The period is famous for the first larger-bodied fossils, which are probably the first recorded metazoans. These were impressions or trace fossils, first found in England's Charnwood Forest, Leicestershire. Geologists did not know what they had found. It was over 60 years later before fossils from the same period were found in South Australia.

The status of the Ediacaran as an official geological period was confirmed in 2004 by the International Union of Geological Sciences (IUGS). This made it the first new geological period declared in 120 years.

The Vendian

The Ediacaran period was previously called the Vendian period. The Vendian period was proposed in 1952 by Russian geologist/paleontologist Boris Sokolov. The term Vendian is still widely used.

The two terms are not the same. The Vendian was a longer period: it included the whole of the Marinoan glaciation, of Snowball Earth fame. In other words, the Vendian included the last part of the Cryogenian period.

Borders of the Ediacaran

Ediacaran GSSP - closeup
The 'golden spike' marking the GSSP for the start of the Ediacaran.
----------------------------------------
■ **WRITTEN PROBLEM 1**:
Answer these questions about the Ediacaran passage:
(a) Where were the first larger-bodied fossils of the period found?
(b) Which organization confirmed the Ediacaran as an official geological period, and in what year?
(c) Who proposed the Vendian period, and when?
■ **WRITTEN PROBLEM 2**:
Continue the passage on the Ediacaran period from its final line.
The entries that follow have no connection to the text above.
----------------------------------------
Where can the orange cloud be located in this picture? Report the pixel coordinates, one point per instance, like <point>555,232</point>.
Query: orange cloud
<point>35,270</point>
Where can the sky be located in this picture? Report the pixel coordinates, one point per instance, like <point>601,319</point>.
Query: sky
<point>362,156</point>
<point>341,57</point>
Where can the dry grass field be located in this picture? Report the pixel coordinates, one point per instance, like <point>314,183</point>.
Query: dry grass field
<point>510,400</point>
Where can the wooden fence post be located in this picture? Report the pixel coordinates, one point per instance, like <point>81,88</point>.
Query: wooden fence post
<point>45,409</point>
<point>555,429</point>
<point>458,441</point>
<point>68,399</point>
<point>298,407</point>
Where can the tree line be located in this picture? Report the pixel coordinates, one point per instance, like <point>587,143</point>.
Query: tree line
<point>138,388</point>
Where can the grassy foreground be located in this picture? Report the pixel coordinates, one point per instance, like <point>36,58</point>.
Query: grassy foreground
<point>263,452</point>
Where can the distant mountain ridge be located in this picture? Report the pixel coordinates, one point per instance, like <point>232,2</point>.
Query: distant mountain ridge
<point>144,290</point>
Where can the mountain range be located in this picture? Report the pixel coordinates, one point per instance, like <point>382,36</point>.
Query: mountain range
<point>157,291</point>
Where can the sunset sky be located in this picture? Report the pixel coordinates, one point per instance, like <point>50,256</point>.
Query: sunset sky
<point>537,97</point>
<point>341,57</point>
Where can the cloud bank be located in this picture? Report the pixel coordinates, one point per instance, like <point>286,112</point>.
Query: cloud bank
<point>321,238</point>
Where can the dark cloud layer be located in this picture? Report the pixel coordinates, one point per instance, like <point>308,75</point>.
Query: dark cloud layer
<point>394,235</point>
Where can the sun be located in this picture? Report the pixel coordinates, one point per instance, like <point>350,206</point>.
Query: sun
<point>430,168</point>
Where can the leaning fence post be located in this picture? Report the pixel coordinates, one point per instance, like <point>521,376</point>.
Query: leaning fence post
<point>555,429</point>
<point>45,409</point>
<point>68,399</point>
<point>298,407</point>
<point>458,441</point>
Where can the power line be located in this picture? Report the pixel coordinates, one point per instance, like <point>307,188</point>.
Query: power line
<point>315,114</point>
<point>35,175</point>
----------------------------------------
■ **TASK ANSWER 1**:
(a) In England's Charnwood Forest, Leicestershire.
(b) The International Union of Geological Sciences (IUGS), in 2004.
(c) Boris Sokolov, a Russian geologist and paleontologist, in 1952.

■ **TASK ANSWER 2**:
The Ediacaran lasted for about 90 million years. It began at the end of the Cryogenian Snowball Earth. It ended with the first appearance worldwide of some kinds of trace fossils (Trichophycus pedum) at the base of the Cambrian. The Ediacaran period's start is defined at the base of a carbonate layer, referred to as a "cap carbonate". This caps glacial deposits and shows a sudden climatic change at the end of the Marinoan ice age. The period ended with the mass extinction of almost all the Ediacaran fauna.

No exact dating has been possible at the type section of the Ediacaran period in South Australia.

Ediacaran biota

The Ediacaran biota include the oldest definite multicellular organisms. The fossils are traces or impressions of soft-bodies forms with segments, fronds, disks, or bags. Skeletons or shells are not found.